= Texte source =
"""
S.M. : Ce n'est pas un problème, c'est fait pour ! Et, pour les flaques, c'est un travail à la ponceuse : je mets la peinture, je laisse sécher, je ponce… Il n'y a pas un coup de pinceau.

 

 

sous la pluie
sous la pluie

J.S-R. : Et après, vous passez du vernis dessus ?

S.M. : Oui. Je vernis. Je laque presque.

Et sur le tableau suivant, petite fille est la seule à s'amuser. Les parents pensent plutôt à se protéger de la pluie.

 

 

Les enfants l'adorent
Les enfants l'adorent

J.S-R. : On pourrait presque dire que ce tableau-là est les prémices de la dispute du lit ?

S.M. : Oui, il y a de cela !

Et puis, nous avons "Les enfants l'adorent" qui représente un pauvre chat réfugié dans un coin. Et on voit l'ombre des enfants. Et si l'on regarde le panneau dans son ensemble, c'est un panneau de signalisation qui signifie "Attention, danger" !

 

J.S-R. : Mais le danger vient des deux côtés. Parce que si le danger vient des enfants, le chat a aussi des griffes !

S.M. : Il est vrai qu'il est prêt à se défendre !

 

 

Pour Maman
Pour Maman

J.S-R. : Enfin, nous arrivons en pleine poésie…

S.M. : Oui, c'est "Pour Maman", qui représente un petit garçon qui, en revenant de l'école, rapporte un bouquet à sa maman. Mais ce qu'il a trouvé ce qu'il a trouvé ne sont pas des fleurettes, ce sont des tessons de bouteilles, des boîtes écrasées, des capsules, tout ce que les gens jettent, etc. !

 

J.S-R. : Là, vous en venez donc à un petit côté écolo, très démonstratif ! Celui-là est moins directement lisible. Je n'avais vraiment pas vu cet aspect des choses ! J'avais pensé tout bêtement à un bouquet avec des objets de récupération ! Et je m'étais dit : "Tiens, celui-ci doit être à part, car il ne propose pas de catastrophe !!"

S.M. : Eh bien, elle y est ! C'est que vous avez trop l'œil axé sur l'Art singulier, où les gens font beaucoup de récupération. Mais là, c'est signifiant. J'ai ramassé les capsules sur le chemin de l'école de ma petite fille !

 

J.S-R. : En fait, je crois que je l'aurais lu comme vous le demandez si toutes les capsules avaient été au sol ! Mais là, je l'ai lu comme une composition.

S.M. : Après, nous pouvons passer à mes sculptures. J'ai aussi ce travail-là qui est composé de sculptures d'assemblages.

 

La Montgolfière
La Montgolfière

J.S-R. : Parlons de la montgolfière.

S.M. : "Utopia Airlines". C'était un album pour un musicien. Ce sont des assemblages de bois, métal. J'aime beaucoup mélanger ces deux matériaux. L'une des sculptures s'intitule "Pleure plus, j'ai réparé Nounours".

 

J.S-R. : Il me semble que la peinture est tout à fait créative, alors que la sculpture serait plus artisanale.
"""
= Objectif de l'exercice =
D'après l'entretien sur les œuvres de l'artiste, quels objets le petit garçon de « Pour Maman » rapporte-t-il à la place de fleurettes ? Citez-les tous.

= Données fournies =
"""
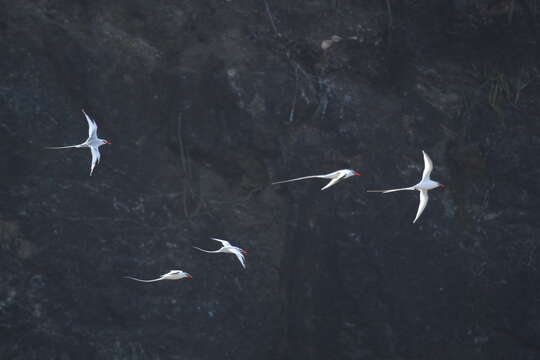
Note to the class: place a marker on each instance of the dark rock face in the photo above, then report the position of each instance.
(206, 102)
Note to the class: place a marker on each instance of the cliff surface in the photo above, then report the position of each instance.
(206, 103)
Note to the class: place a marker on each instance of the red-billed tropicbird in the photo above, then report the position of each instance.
(229, 249)
(93, 142)
(335, 177)
(423, 186)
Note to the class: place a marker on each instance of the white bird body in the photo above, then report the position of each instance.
(171, 275)
(423, 186)
(227, 248)
(93, 142)
(335, 177)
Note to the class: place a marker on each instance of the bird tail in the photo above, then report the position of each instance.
(207, 251)
(295, 179)
(391, 190)
(140, 280)
(62, 147)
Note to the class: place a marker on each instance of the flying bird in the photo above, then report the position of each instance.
(228, 249)
(93, 142)
(423, 186)
(171, 275)
(335, 177)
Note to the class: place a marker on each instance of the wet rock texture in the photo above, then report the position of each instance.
(206, 103)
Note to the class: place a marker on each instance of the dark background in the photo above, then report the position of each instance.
(206, 103)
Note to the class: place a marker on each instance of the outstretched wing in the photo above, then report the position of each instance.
(223, 242)
(95, 158)
(424, 197)
(240, 257)
(428, 166)
(334, 181)
(92, 126)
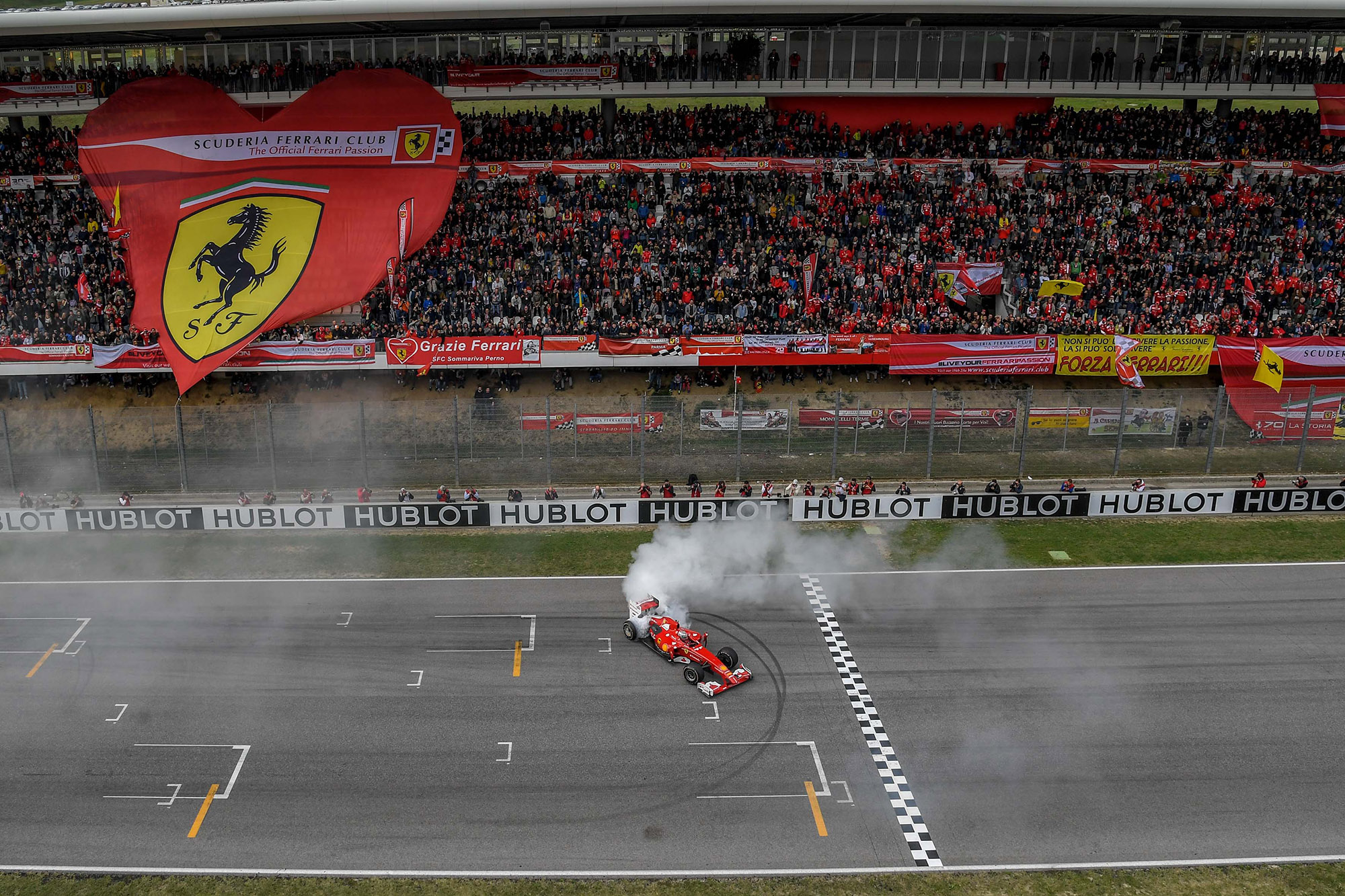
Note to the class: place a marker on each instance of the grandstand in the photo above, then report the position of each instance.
(719, 177)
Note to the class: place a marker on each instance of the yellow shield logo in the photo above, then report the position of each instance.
(231, 267)
(416, 143)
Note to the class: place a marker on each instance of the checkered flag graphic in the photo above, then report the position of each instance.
(880, 745)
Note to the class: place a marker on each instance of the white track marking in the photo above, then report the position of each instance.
(676, 872)
(872, 572)
(83, 620)
(224, 794)
(914, 829)
(824, 788)
(532, 633)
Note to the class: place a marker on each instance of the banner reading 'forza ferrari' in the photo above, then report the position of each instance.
(239, 227)
(1096, 356)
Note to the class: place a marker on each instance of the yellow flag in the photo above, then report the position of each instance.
(1061, 288)
(1270, 368)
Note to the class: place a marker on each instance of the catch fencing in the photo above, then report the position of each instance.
(455, 439)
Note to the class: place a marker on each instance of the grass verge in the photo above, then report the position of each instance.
(1268, 880)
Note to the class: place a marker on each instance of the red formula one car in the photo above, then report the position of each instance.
(712, 673)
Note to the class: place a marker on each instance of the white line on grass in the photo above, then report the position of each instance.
(677, 872)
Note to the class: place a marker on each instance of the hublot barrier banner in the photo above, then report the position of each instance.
(633, 512)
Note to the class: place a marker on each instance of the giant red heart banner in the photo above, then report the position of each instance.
(237, 227)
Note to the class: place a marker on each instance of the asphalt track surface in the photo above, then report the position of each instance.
(1040, 716)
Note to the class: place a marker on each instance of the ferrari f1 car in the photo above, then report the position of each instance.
(712, 673)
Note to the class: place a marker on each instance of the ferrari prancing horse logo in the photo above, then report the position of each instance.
(232, 264)
(415, 143)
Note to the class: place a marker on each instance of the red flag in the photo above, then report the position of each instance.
(1125, 368)
(240, 227)
(1331, 104)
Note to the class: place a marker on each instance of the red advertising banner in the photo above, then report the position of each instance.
(597, 424)
(991, 356)
(1305, 358)
(342, 353)
(463, 352)
(474, 76)
(1309, 362)
(570, 343)
(1331, 104)
(248, 225)
(64, 352)
(909, 417)
(46, 91)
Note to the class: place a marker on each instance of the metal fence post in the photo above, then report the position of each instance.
(1214, 425)
(9, 451)
(738, 421)
(1121, 431)
(644, 405)
(1308, 423)
(458, 471)
(681, 428)
(1178, 420)
(364, 451)
(1027, 421)
(271, 440)
(934, 411)
(93, 444)
(836, 435)
(182, 447)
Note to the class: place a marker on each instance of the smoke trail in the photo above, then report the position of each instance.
(732, 563)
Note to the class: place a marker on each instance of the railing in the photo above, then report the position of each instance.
(946, 56)
(454, 439)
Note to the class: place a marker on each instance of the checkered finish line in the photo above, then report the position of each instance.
(880, 747)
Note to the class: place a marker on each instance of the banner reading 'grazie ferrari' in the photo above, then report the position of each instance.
(235, 227)
(1096, 356)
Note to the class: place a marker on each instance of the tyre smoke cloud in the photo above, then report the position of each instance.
(738, 563)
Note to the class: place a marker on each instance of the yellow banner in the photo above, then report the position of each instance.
(1096, 356)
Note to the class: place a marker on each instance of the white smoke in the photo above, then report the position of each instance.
(735, 563)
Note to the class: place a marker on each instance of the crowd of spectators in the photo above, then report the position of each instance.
(633, 256)
(691, 252)
(564, 132)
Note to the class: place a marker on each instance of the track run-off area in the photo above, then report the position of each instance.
(1116, 716)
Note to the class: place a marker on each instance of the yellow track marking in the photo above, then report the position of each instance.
(817, 810)
(32, 671)
(205, 807)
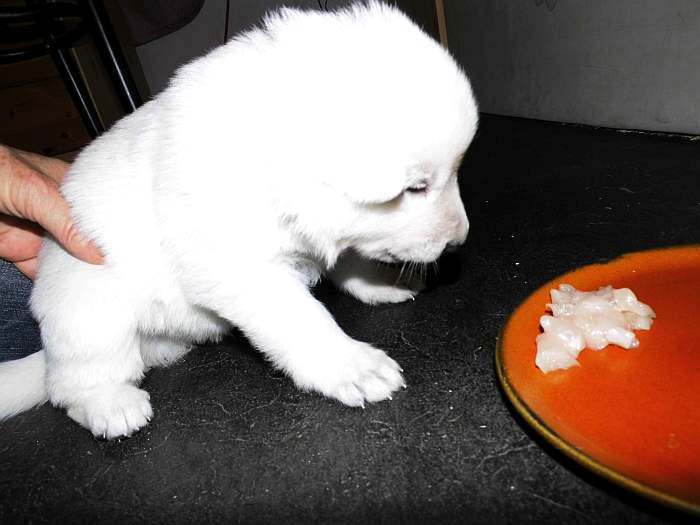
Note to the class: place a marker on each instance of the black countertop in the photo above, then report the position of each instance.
(234, 441)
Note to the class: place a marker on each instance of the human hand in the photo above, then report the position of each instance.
(30, 204)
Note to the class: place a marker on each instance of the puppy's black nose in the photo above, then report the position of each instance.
(452, 247)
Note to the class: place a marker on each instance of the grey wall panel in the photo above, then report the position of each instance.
(160, 58)
(620, 63)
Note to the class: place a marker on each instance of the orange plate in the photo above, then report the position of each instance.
(631, 415)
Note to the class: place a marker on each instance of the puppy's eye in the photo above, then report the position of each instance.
(421, 187)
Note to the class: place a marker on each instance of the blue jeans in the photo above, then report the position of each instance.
(19, 332)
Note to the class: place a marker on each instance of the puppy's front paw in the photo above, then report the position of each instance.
(112, 411)
(375, 294)
(357, 374)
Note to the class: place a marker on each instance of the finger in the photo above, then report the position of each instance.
(36, 197)
(28, 267)
(57, 220)
(19, 239)
(54, 168)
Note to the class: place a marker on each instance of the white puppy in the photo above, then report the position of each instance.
(319, 144)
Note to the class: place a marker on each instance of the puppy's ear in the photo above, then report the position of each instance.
(371, 186)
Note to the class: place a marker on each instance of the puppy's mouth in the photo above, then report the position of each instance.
(390, 259)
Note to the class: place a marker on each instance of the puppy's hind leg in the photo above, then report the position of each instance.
(372, 282)
(162, 351)
(93, 354)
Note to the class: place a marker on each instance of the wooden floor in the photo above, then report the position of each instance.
(36, 112)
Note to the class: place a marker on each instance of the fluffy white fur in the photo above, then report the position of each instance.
(316, 145)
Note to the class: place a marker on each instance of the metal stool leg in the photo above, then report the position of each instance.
(73, 80)
(112, 56)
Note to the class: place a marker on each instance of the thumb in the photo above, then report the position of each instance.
(54, 216)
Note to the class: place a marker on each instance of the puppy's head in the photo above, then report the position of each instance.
(386, 115)
(407, 121)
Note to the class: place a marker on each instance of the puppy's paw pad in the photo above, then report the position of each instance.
(356, 376)
(113, 411)
(382, 294)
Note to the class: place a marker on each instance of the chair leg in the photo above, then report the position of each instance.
(112, 56)
(73, 80)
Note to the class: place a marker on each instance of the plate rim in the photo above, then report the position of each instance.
(562, 445)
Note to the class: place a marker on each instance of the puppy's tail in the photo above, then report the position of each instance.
(22, 384)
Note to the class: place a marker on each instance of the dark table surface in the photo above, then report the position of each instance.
(234, 441)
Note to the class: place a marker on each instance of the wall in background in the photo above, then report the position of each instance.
(159, 58)
(632, 64)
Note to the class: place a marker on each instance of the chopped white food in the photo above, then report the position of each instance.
(588, 319)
"""
= Réponse attendue =
Des tessons de bouteilles, des boîtes écrasées et des capsules.